Work item.
Output each of the entries exactly, skipping every picture they contain.

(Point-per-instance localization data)
--------------------

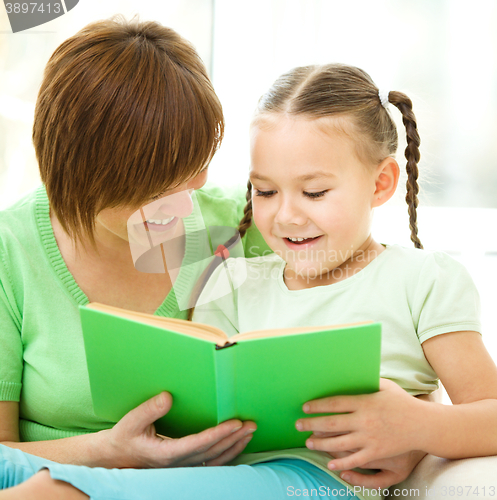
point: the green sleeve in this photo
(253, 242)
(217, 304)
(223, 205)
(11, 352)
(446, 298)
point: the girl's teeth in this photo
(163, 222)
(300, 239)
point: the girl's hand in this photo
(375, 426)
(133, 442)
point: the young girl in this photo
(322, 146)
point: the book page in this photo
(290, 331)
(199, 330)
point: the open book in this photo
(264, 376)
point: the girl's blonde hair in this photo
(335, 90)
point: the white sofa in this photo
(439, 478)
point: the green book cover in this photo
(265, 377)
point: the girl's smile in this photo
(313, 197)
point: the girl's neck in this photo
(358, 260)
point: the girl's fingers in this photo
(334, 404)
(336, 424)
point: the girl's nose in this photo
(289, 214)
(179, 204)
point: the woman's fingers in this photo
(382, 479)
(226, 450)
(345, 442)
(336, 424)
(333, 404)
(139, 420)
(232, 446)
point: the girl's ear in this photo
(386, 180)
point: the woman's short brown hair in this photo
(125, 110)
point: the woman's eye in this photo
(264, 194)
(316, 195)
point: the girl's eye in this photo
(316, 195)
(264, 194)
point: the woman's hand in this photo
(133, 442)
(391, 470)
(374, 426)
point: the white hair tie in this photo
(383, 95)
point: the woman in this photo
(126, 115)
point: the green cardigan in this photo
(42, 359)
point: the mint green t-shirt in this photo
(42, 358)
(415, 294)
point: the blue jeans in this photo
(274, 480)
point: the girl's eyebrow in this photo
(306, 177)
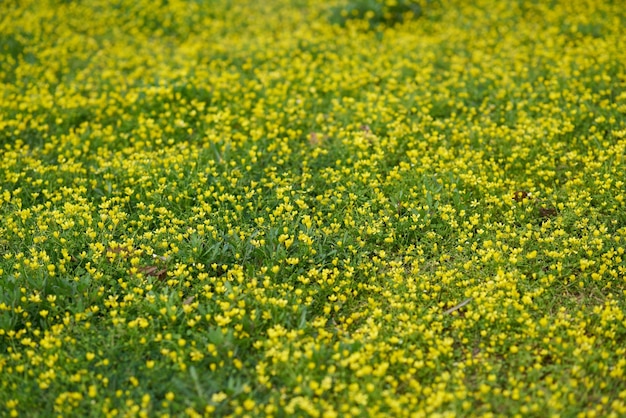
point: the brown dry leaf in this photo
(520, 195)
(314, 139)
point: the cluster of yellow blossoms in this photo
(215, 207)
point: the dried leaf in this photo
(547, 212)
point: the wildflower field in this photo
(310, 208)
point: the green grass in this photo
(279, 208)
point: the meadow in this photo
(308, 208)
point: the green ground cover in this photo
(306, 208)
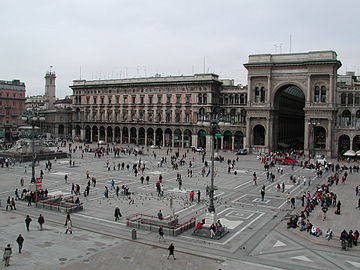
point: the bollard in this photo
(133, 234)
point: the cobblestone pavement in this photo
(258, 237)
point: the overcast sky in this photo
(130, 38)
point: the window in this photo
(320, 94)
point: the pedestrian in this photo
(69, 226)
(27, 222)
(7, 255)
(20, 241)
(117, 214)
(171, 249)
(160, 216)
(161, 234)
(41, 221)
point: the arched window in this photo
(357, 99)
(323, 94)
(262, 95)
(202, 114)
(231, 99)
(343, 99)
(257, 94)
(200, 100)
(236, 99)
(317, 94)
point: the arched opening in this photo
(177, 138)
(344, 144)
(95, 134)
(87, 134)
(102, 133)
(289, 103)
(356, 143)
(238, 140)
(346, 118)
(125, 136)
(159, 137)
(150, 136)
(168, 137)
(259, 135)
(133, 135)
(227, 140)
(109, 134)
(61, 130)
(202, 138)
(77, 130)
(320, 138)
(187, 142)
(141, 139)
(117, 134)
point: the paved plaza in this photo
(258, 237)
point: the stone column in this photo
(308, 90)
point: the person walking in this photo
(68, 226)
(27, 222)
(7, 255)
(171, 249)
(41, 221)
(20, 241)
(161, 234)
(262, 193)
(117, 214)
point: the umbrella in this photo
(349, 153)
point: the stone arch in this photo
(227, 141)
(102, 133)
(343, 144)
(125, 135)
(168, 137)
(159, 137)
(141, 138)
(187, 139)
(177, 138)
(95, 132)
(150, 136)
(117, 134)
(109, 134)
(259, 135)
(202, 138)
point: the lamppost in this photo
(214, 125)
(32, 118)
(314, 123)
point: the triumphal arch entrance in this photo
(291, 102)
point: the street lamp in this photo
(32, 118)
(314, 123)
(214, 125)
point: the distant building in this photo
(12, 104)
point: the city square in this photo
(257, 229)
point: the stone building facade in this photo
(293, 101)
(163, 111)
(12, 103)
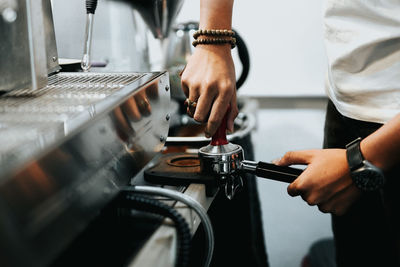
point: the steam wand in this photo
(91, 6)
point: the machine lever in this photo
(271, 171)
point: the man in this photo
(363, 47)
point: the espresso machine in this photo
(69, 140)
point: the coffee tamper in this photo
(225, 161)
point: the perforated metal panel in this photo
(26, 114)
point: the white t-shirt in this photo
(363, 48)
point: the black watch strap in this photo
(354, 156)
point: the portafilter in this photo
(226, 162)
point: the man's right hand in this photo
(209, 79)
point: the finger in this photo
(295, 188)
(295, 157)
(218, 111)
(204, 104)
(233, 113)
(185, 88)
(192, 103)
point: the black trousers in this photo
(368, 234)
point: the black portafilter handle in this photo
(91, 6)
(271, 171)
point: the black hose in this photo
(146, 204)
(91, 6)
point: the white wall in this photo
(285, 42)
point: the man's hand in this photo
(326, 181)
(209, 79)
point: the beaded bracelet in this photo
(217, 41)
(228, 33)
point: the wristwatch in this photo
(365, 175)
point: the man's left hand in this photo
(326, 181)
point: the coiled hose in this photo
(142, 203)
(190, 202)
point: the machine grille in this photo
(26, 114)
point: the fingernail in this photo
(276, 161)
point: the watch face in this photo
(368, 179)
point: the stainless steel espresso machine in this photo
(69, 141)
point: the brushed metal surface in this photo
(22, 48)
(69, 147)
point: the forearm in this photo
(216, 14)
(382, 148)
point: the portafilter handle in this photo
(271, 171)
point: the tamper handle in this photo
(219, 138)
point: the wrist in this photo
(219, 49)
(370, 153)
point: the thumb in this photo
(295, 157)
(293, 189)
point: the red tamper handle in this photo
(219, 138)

--------------------

Solution below.
point: the green sleeve in this photo
(253, 242)
(217, 304)
(223, 205)
(11, 352)
(446, 298)
point: the girl's teeth in this photo
(163, 222)
(300, 239)
point: the girl's hand in this photo
(375, 426)
(133, 442)
point: the young girl in this photo
(322, 146)
point: the book page in this photo
(290, 331)
(199, 330)
point: the open book in this photo
(264, 376)
point: the girl's blonde hair in this photo
(335, 90)
point: the white sofa in this photo
(439, 478)
point: the green book cover in this photo
(265, 377)
point: the girl's smile in this photo
(313, 197)
point: the girl's neck in this photo
(358, 260)
point: the girl's fingers in this photo
(334, 404)
(336, 424)
point: the girl's nose in this photo
(289, 214)
(179, 204)
point: the woman's fingers in this photo
(382, 479)
(226, 450)
(345, 442)
(336, 424)
(333, 404)
(139, 420)
(232, 446)
point: the girl's ear in this photo
(386, 180)
point: the woman's short brown hair in this photo
(125, 110)
point: the woman's eye in this photo
(264, 194)
(316, 195)
point: the girl's eye in this photo
(316, 195)
(264, 194)
point: the woman's hand in this photo
(133, 442)
(391, 470)
(374, 426)
point: the white hair tie in this photo
(383, 95)
point: the woman in this photo
(126, 115)
point: the green cardigan in this photo
(42, 359)
point: the mint green t-shirt in this photo
(42, 358)
(415, 294)
point: the blue jeans in this photo
(274, 480)
point: the girl's eyebrow in this photo
(306, 177)
point: the brown dry leaf in this photo
(520, 195)
(314, 139)
point: the cluster of yellow blossoms in this photo
(215, 207)
point: the dried leaf in this photo
(547, 212)
point: the wildflower field in this photo
(310, 208)
point: the green grass in this photo
(279, 208)
point: the meadow in this photo
(308, 208)
point: the green ground cover in this photo
(306, 208)
point: the bollard in this photo
(133, 234)
point: the cobblestone pavement in this photo
(258, 237)
point: the overcast sky in this photo
(130, 38)
point: the window in this photo
(320, 94)
point: the pedestrian in this photo
(69, 226)
(27, 222)
(7, 255)
(20, 241)
(117, 214)
(171, 249)
(160, 216)
(161, 234)
(41, 221)
point: the arched window in this photo
(357, 99)
(323, 94)
(262, 95)
(202, 114)
(231, 99)
(343, 99)
(257, 94)
(200, 100)
(236, 99)
(317, 94)
point: the arched opening in this photo
(177, 138)
(344, 144)
(95, 134)
(87, 134)
(102, 133)
(289, 103)
(356, 143)
(238, 140)
(346, 118)
(125, 136)
(159, 137)
(150, 136)
(168, 137)
(259, 135)
(133, 135)
(227, 140)
(109, 134)
(61, 130)
(202, 138)
(77, 130)
(320, 138)
(187, 142)
(141, 139)
(117, 134)
point: the paved plaza in this photo
(258, 237)
point: the stone column in this photo
(308, 90)
point: the person walking in this photo
(68, 226)
(27, 222)
(7, 255)
(171, 249)
(41, 221)
(20, 241)
(161, 234)
(262, 193)
(117, 214)
point: the umbrella in this photo
(349, 153)
point: the stone arch in this photo
(227, 141)
(102, 133)
(343, 144)
(125, 135)
(168, 137)
(159, 137)
(141, 138)
(187, 139)
(177, 138)
(95, 132)
(150, 136)
(117, 134)
(109, 134)
(259, 135)
(202, 138)
point: the lamppost in this photo
(214, 125)
(32, 118)
(314, 123)
point: the triumphal arch entrance in this photo
(291, 102)
point: the street lamp in this photo
(32, 118)
(314, 123)
(214, 125)
point: the distant building in this photo
(12, 104)
point: the city square in this photo
(257, 229)
point: the stone building facade in this photo
(293, 101)
(163, 111)
(12, 103)
point: the steam wand in this photo
(91, 6)
point: the machine lever in this photo
(271, 171)
point: the man in this photo
(363, 47)
point: the espresso machine in this photo
(69, 140)
point: the coffee tamper in this photo
(225, 161)
point: the perforated metal panel in this photo
(26, 114)
point: the white t-shirt in this photo
(363, 48)
point: the black watch strap in this photo
(354, 156)
point: the portafilter in this photo
(226, 162)
point: the man's right hand in this photo
(209, 79)
point: the finger in this photo
(295, 188)
(295, 157)
(218, 111)
(204, 104)
(233, 113)
(185, 88)
(192, 103)
point: the black trousers in this photo
(368, 234)
point: the black portafilter handle in this photo
(91, 6)
(271, 171)
point: the black hose in this photo
(146, 204)
(91, 6)
point: the white wall in this photo
(285, 42)
point: the man's hand in this photo
(326, 181)
(209, 79)
point: the beaded bracelet in this photo
(217, 41)
(228, 33)
point: the wristwatch in this photo
(365, 175)
point: the man's left hand in this photo
(326, 181)
point: the coiled hose in this photo
(142, 203)
(190, 202)
point: the machine grille in this photo
(26, 114)
point: the fingernail in this photo
(276, 161)
point: the watch face in this photo
(368, 179)
point: the stainless steel espresso machine in this photo
(69, 141)
point: the brushed metal surface in this photo
(22, 48)
(69, 147)
point: the forearm in this photo
(216, 14)
(382, 148)
point: the portafilter handle in this photo
(271, 171)
point: the tamper handle in this photo
(219, 138)
point: the wrist in this photo
(219, 49)
(370, 153)
point: the thumb in this photo
(295, 157)
(293, 189)
point: the red tamper handle in this photo
(219, 138)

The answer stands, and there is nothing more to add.